INSTRUCTIONS TO FOLLOW: Going line by line through the records below, count those with the word "advertising" and give only the count.

Image-grounded pointing data

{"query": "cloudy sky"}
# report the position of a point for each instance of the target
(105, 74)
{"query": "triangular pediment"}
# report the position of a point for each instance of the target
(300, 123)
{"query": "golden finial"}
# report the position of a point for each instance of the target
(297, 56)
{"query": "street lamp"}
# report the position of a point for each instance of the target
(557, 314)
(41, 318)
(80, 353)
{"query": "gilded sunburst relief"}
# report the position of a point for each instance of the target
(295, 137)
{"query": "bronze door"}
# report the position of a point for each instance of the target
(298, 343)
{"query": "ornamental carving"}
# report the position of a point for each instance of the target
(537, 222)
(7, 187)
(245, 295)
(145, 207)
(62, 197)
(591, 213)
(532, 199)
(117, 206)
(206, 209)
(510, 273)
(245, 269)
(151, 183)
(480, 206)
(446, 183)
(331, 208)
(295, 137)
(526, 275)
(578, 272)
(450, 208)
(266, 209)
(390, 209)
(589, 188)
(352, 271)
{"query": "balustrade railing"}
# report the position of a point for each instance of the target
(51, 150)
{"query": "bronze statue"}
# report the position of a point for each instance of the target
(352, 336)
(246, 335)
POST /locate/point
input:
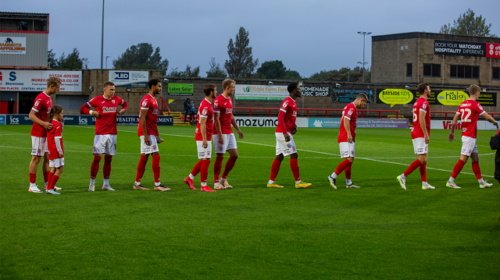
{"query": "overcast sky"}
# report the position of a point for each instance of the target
(308, 36)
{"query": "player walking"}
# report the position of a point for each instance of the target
(148, 132)
(469, 111)
(56, 148)
(106, 108)
(38, 114)
(203, 138)
(224, 140)
(284, 140)
(420, 136)
(347, 135)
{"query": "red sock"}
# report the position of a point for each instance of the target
(414, 165)
(347, 171)
(458, 167)
(196, 168)
(229, 166)
(156, 168)
(423, 172)
(33, 178)
(46, 177)
(141, 167)
(204, 170)
(94, 167)
(343, 165)
(477, 170)
(275, 168)
(106, 170)
(53, 182)
(217, 168)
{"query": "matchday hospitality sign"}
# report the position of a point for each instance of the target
(260, 92)
(36, 80)
(180, 89)
(129, 78)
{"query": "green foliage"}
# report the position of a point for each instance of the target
(272, 69)
(343, 75)
(468, 24)
(240, 63)
(192, 73)
(215, 70)
(141, 56)
(72, 61)
(250, 232)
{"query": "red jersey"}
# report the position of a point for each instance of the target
(42, 107)
(149, 103)
(205, 111)
(421, 105)
(350, 112)
(224, 106)
(107, 108)
(289, 107)
(470, 111)
(54, 134)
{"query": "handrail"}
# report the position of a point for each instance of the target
(454, 112)
(164, 103)
(314, 109)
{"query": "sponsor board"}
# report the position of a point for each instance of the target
(395, 96)
(360, 123)
(129, 78)
(265, 121)
(36, 80)
(12, 45)
(440, 124)
(180, 89)
(261, 92)
(87, 120)
(349, 95)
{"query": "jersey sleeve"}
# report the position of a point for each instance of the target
(38, 105)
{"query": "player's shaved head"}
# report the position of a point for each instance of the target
(473, 89)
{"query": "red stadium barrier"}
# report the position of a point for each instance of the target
(453, 114)
(396, 112)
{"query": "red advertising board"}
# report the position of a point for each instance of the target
(493, 50)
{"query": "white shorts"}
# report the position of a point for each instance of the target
(346, 149)
(153, 148)
(105, 144)
(419, 146)
(283, 147)
(58, 162)
(39, 146)
(469, 146)
(202, 152)
(229, 143)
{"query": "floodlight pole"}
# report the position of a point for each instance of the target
(364, 33)
(102, 37)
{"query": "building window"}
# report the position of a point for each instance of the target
(496, 73)
(432, 70)
(409, 70)
(464, 72)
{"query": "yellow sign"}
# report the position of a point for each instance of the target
(452, 97)
(395, 96)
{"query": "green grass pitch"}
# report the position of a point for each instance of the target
(250, 232)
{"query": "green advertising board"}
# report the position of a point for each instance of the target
(180, 89)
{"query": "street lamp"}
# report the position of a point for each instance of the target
(364, 33)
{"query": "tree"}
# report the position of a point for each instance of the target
(194, 73)
(141, 56)
(272, 69)
(215, 70)
(468, 24)
(240, 63)
(72, 61)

TASK RESPONSE: 2